— Exercise description —
Beginning at the line that contains "of the street" and ending at the last line of the entries, write out each line exactly; include nothing outside that span.

(Pointing and labeling entries)
__________
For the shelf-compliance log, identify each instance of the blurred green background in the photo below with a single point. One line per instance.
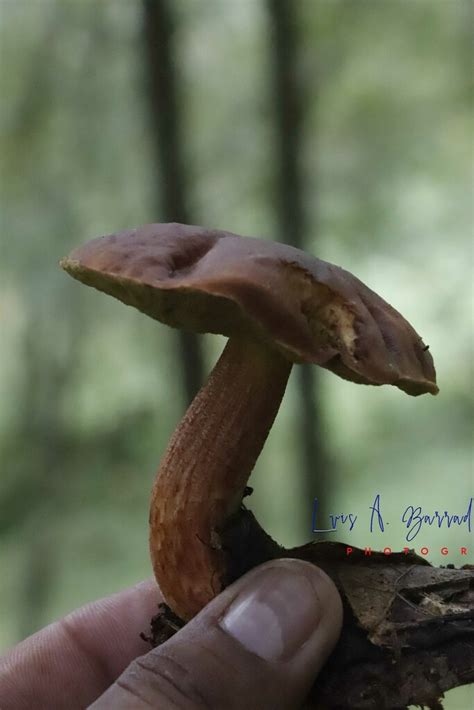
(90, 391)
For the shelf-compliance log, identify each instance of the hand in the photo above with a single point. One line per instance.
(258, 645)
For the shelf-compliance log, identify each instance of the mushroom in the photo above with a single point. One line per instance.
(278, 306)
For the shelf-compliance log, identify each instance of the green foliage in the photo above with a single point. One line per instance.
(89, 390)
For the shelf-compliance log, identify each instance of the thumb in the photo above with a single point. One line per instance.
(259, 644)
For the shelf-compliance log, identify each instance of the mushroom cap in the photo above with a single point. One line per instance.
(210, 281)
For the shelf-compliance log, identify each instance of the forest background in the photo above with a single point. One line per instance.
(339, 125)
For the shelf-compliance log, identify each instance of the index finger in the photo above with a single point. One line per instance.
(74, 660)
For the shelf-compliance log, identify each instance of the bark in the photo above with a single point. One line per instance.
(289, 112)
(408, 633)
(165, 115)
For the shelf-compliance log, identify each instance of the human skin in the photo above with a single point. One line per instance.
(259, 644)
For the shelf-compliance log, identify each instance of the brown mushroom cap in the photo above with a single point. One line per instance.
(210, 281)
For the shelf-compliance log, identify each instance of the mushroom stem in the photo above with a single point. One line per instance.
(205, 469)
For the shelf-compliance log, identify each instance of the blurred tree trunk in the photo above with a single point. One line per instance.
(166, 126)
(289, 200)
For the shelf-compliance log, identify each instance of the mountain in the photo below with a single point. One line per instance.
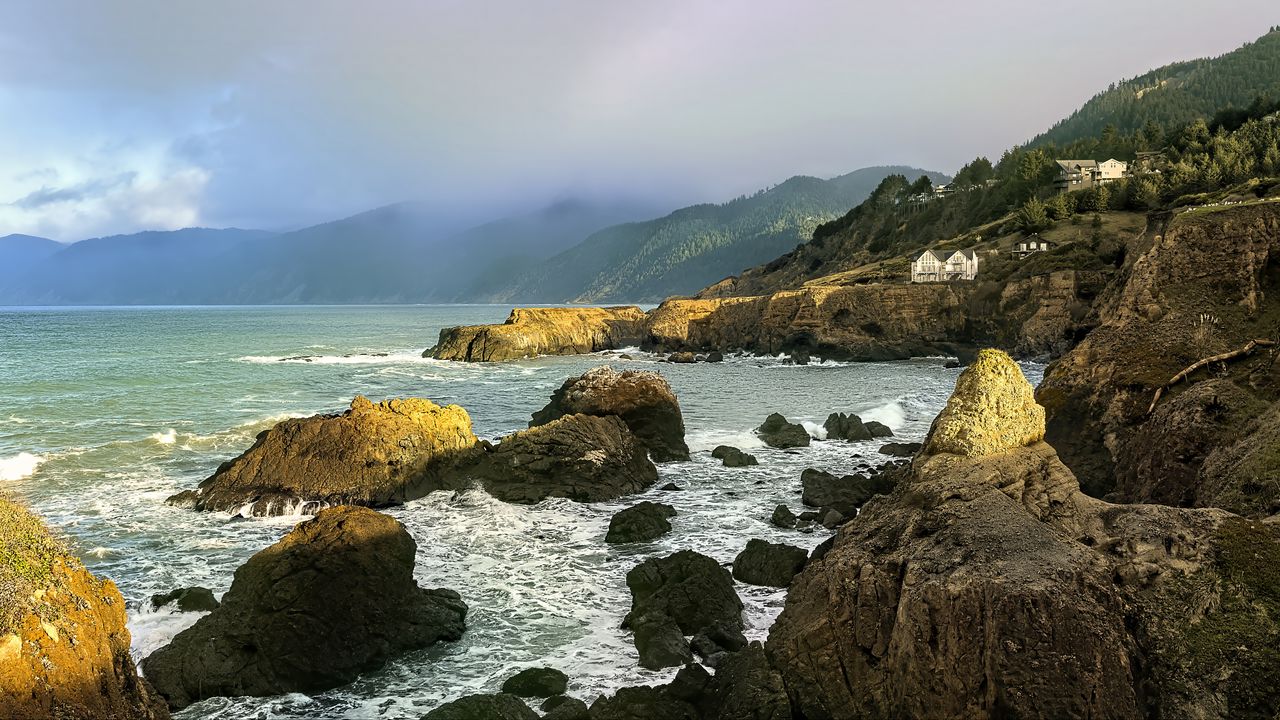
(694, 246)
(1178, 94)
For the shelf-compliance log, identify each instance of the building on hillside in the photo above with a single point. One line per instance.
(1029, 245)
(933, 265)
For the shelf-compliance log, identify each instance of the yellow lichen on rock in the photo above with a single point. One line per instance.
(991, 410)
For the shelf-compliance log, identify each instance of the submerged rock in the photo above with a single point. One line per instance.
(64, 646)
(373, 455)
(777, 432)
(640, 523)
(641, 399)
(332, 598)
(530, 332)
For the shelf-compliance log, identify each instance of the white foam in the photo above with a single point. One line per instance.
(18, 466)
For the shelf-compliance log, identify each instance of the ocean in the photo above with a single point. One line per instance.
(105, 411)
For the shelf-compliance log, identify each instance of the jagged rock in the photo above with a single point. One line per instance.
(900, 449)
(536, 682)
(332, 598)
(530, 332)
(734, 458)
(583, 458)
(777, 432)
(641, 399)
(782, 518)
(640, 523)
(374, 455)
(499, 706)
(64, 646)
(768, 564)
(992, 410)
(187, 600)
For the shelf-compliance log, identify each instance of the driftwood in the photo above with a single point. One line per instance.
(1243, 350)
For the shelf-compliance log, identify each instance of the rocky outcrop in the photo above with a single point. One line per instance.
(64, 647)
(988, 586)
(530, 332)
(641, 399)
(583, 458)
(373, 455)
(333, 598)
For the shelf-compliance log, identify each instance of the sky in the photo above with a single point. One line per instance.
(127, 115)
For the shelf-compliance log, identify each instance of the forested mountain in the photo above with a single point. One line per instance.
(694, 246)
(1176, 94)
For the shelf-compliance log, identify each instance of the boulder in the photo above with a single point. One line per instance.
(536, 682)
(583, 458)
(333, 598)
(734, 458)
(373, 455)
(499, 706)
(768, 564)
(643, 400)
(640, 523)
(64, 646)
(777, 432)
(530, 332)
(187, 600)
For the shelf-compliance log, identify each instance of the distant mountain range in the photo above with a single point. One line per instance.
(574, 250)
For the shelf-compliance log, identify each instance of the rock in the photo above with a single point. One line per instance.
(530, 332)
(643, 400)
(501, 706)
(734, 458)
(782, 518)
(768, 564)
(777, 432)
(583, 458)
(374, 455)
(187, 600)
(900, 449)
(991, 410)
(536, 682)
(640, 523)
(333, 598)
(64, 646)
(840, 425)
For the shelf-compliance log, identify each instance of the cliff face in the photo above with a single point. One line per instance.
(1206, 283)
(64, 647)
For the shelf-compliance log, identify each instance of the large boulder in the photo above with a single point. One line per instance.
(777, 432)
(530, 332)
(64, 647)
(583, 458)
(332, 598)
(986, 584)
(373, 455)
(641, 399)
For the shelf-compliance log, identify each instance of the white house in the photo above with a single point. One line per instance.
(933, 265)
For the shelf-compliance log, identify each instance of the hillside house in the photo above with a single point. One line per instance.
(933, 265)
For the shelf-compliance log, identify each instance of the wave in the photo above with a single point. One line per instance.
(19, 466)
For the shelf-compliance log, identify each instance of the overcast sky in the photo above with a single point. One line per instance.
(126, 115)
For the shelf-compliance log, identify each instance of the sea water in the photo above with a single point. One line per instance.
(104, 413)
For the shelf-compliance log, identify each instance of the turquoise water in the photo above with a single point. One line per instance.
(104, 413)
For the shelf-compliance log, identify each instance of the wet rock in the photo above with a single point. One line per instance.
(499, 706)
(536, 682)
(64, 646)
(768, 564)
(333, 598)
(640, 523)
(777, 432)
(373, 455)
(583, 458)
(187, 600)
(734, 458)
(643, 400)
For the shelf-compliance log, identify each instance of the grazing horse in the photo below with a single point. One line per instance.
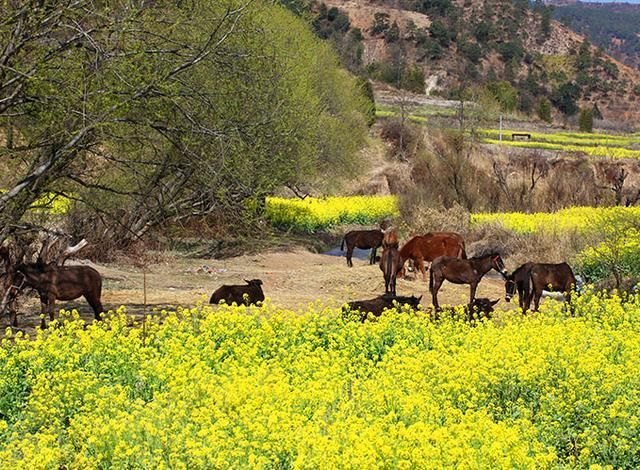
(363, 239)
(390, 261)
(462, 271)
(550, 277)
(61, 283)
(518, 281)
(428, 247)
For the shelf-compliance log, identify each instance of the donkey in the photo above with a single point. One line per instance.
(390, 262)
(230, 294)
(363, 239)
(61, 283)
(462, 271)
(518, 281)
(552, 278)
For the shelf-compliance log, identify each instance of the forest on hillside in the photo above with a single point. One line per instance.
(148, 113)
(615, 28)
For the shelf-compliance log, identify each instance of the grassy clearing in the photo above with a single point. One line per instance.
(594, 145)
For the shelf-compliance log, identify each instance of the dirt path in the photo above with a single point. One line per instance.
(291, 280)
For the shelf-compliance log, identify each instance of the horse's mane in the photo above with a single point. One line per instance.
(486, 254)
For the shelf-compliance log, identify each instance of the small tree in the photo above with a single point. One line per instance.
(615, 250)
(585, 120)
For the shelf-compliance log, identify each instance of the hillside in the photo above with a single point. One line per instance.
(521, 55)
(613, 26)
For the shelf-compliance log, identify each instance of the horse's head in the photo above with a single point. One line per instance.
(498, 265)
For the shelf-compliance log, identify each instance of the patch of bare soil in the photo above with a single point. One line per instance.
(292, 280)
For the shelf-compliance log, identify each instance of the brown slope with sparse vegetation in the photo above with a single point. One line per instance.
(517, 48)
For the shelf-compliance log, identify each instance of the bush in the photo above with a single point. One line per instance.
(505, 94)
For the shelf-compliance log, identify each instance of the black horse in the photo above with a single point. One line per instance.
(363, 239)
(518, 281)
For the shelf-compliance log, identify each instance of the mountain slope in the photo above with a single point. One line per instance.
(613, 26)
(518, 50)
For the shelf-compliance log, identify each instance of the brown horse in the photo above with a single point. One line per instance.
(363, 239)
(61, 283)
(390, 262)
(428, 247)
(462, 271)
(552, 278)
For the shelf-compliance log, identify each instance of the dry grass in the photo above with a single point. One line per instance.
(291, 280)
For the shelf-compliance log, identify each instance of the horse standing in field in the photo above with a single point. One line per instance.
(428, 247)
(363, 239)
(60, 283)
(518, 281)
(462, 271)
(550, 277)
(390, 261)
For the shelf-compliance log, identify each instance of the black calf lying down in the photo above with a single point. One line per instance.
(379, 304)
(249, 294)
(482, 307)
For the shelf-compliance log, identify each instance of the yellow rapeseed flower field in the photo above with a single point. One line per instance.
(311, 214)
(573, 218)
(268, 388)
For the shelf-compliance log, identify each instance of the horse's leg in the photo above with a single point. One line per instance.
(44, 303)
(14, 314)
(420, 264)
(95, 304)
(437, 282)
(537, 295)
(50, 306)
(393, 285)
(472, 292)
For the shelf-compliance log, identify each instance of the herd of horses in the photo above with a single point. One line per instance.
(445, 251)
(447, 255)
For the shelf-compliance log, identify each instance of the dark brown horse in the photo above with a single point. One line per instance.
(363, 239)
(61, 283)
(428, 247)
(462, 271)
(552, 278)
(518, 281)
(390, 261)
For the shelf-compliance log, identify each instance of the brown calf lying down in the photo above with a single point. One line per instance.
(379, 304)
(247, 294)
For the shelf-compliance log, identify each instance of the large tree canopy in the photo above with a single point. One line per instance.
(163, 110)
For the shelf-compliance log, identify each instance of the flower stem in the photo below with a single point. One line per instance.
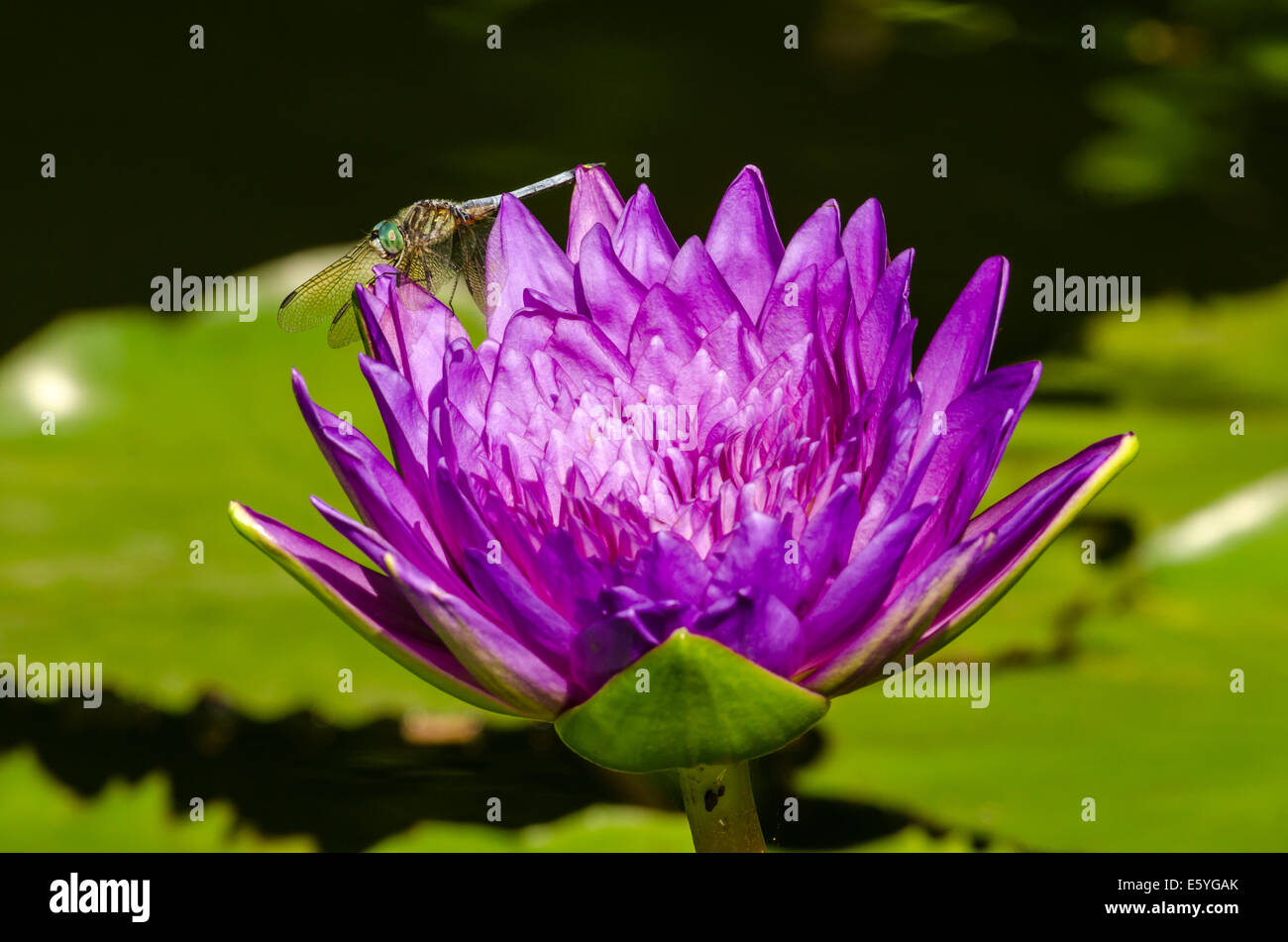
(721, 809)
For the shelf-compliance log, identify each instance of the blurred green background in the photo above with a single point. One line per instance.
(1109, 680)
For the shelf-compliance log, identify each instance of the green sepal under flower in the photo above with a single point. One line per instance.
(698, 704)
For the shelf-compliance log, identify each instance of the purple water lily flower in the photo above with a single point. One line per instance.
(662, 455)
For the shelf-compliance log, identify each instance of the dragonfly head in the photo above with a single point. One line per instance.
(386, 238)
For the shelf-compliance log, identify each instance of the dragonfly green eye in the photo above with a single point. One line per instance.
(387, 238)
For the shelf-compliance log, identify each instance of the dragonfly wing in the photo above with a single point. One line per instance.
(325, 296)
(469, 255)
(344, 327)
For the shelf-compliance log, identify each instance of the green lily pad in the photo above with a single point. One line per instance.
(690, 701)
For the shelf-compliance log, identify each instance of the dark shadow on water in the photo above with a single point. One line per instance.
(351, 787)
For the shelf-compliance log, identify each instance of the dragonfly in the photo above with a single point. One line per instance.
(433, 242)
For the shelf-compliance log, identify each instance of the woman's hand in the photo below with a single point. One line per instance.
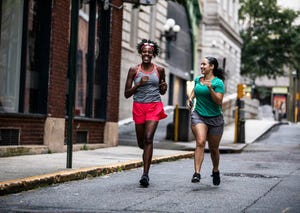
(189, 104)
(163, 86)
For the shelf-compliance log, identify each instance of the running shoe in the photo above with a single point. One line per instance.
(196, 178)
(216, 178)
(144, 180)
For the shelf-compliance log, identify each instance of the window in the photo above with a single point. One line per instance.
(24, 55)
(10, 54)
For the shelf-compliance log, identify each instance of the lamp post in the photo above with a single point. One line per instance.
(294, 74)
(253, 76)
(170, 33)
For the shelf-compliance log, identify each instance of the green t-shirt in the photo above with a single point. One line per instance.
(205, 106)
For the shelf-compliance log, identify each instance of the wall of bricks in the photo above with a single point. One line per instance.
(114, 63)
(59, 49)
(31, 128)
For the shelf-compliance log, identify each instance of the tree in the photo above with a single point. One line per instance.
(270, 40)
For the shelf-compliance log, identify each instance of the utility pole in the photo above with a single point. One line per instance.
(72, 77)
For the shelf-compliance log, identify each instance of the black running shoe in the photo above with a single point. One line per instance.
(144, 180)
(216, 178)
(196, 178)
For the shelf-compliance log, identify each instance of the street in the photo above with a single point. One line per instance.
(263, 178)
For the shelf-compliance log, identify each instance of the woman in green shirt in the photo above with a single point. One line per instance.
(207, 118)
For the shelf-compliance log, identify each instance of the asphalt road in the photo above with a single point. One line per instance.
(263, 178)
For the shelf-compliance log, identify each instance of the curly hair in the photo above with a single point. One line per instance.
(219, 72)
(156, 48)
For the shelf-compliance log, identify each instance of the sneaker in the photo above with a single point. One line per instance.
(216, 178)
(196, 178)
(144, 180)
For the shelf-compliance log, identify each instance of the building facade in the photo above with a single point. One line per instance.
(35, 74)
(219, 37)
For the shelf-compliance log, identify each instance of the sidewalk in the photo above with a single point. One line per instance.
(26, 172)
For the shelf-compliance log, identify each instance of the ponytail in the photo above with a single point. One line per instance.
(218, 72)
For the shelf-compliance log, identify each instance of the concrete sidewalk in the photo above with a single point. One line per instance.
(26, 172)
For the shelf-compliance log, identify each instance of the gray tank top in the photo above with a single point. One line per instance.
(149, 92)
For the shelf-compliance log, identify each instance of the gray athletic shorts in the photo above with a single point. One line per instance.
__________
— Exercise answer —
For the shelf-compliance log, identify each instance of the street in the photo above with a single point. One line per instance.
(263, 178)
For the shelf-compliance log, identify each instance of the woman in green shirt in the photo above with a single point. One line per instance.
(207, 118)
For the shelf-compliance log, identify each instance of the asphalt road in the photo above with a single point. One line per instance.
(263, 178)
For the shelf-compliance log, identify each instance of the curly hair in the photo above with a single point. One line per instance.
(219, 72)
(156, 48)
For the shelf-compliance log, identify each instance of the sneaker in the photo above with a single point. One line per instance.
(216, 178)
(196, 178)
(144, 180)
For the shelf-compliance log, identify each instance of the building facade in the photo above with a single point. One line per instance.
(35, 74)
(219, 37)
For the shelf-compliance log, identify each instance of the sidewalk in the photo above with a single point. One line per instance.
(26, 172)
For the shelf-compliance log, identify each instance of the ponytail in the photo above with a single point. One line per instance.
(218, 72)
For the shelf-compliance log, identify each instance of the concrete sidewalk in the photo above with a single point. One line per instance.
(26, 172)
For the shelf-compliance log, identify each instance of the gray tank top in the photo above with a single point. One line per instance.
(149, 92)
For the shelf-compliance log, identify each instance of the gray athletic shorts in the photo above with a single point. One line per instance.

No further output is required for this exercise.